| Work item |
The material beneath this line should be printed exactly, with its pictures omitted.
--- START ---
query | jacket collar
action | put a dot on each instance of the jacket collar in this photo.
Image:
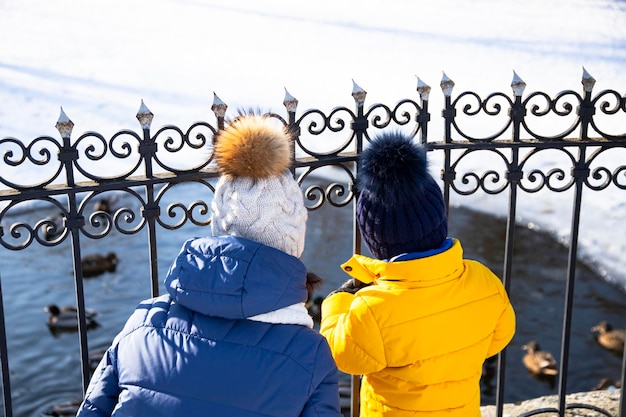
(420, 272)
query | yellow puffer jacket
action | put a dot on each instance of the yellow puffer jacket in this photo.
(420, 334)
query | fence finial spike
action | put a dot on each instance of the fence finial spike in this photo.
(290, 102)
(358, 93)
(218, 107)
(446, 85)
(423, 89)
(588, 81)
(144, 115)
(64, 125)
(518, 85)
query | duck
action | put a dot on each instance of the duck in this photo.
(69, 408)
(537, 361)
(609, 338)
(96, 264)
(314, 304)
(66, 318)
(106, 204)
(314, 307)
(607, 384)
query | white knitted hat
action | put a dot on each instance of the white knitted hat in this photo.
(257, 197)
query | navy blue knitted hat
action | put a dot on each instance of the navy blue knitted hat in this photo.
(400, 207)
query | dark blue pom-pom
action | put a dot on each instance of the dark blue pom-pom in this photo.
(392, 168)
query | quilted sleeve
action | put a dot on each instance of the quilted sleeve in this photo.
(353, 334)
(324, 399)
(103, 390)
(505, 327)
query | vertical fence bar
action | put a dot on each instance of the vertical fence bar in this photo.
(579, 172)
(514, 176)
(147, 150)
(68, 155)
(4, 358)
(622, 402)
(423, 117)
(359, 126)
(448, 113)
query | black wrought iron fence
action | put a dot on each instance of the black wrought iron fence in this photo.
(71, 174)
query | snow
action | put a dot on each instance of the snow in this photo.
(101, 61)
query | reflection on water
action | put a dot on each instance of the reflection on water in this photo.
(45, 368)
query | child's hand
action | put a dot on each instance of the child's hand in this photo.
(352, 286)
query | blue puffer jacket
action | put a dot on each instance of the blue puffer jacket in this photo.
(195, 352)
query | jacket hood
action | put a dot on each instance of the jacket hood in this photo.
(235, 278)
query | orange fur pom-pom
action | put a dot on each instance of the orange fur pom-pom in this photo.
(252, 146)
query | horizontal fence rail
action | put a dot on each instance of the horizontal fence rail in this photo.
(71, 174)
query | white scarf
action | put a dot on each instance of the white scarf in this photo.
(293, 314)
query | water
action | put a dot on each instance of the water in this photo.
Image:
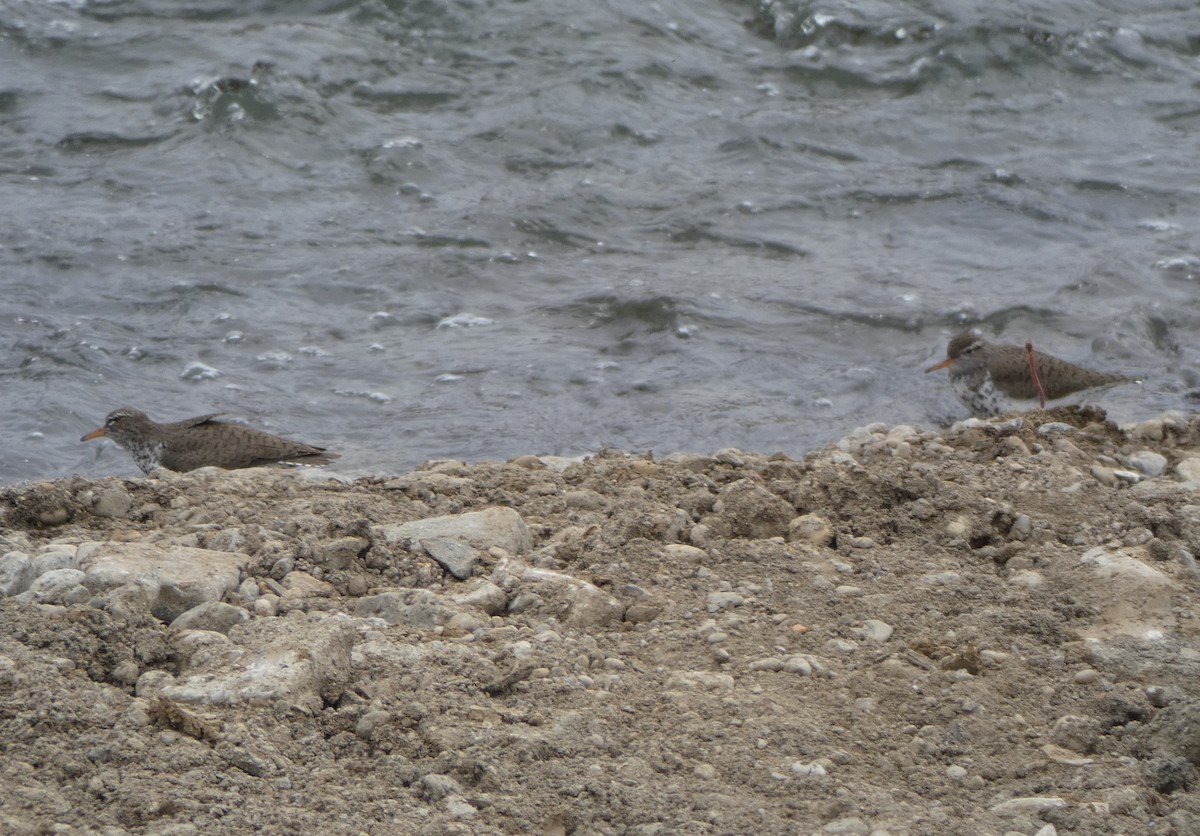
(481, 229)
--- END ---
| Answer space |
query | jacket collar
action | put a dot on each instance of the jacket collar in this photo.
Image:
(420, 272)
query | yellow puffer jacket
action | put a dot on each instance of the yellow puffer jacket in this photo.
(420, 334)
query | fence finial spike
action | put a dot on each instance of the fence finial spike in this photo.
(290, 102)
(358, 93)
(218, 107)
(446, 85)
(423, 89)
(588, 81)
(144, 115)
(64, 125)
(518, 85)
query | duck
action | put a dot on each instance of the duck in this photo.
(69, 408)
(537, 361)
(609, 338)
(96, 264)
(314, 304)
(66, 318)
(106, 204)
(314, 307)
(607, 384)
query | white knitted hat
action | put a dot on each instance of the white knitted hat in this photo.
(257, 197)
query | navy blue knitted hat
action | put a dot on each instance of the navy blue knitted hat in this photo.
(400, 207)
query | dark blue pom-pom
action | put a dot on each instance of the dark blue pom-pom in this photo.
(392, 168)
query | quilted sleeve
action | put a dot on each instance of the quilted sleeve in this photo.
(353, 334)
(324, 399)
(103, 390)
(505, 327)
query | vertical fence bar
action | put a dot on each instance of the vertical fence bar in this photo.
(579, 172)
(514, 176)
(147, 150)
(68, 155)
(4, 358)
(622, 402)
(423, 117)
(359, 126)
(448, 113)
query | black wrought iron fence
action | put a dot on each instance of the black wrought iron fence in this photo.
(71, 174)
query | snow
action | put a dot on each instance of the snow in this photo.
(101, 61)
query | reflection on water
action | put a dot on each instance of the reflection on water in this photo.
(45, 368)
query | child's hand
action | put a dot on each instance of the child's hand in this photo.
(352, 286)
query | blue puffer jacket
action | put a dot on each instance of the blue puffer jacket in this photo.
(195, 352)
query | jacket hood
action | put a dot on each instance of the jacket hood in this photo.
(235, 278)
query | orange fur pom-pom
action | put a dot on each instance of the orange fur pom-pom in this photo.
(252, 146)
query | horizontal fence rail
action | put a dot on each instance of the horizontal fence rail in this photo.
(71, 174)
query | white scarf
action | put a dot on each instance of the white scarf in this photo.
(293, 314)
query | water
action | put a dot on each instance of the water in this photo.
Image:
(481, 229)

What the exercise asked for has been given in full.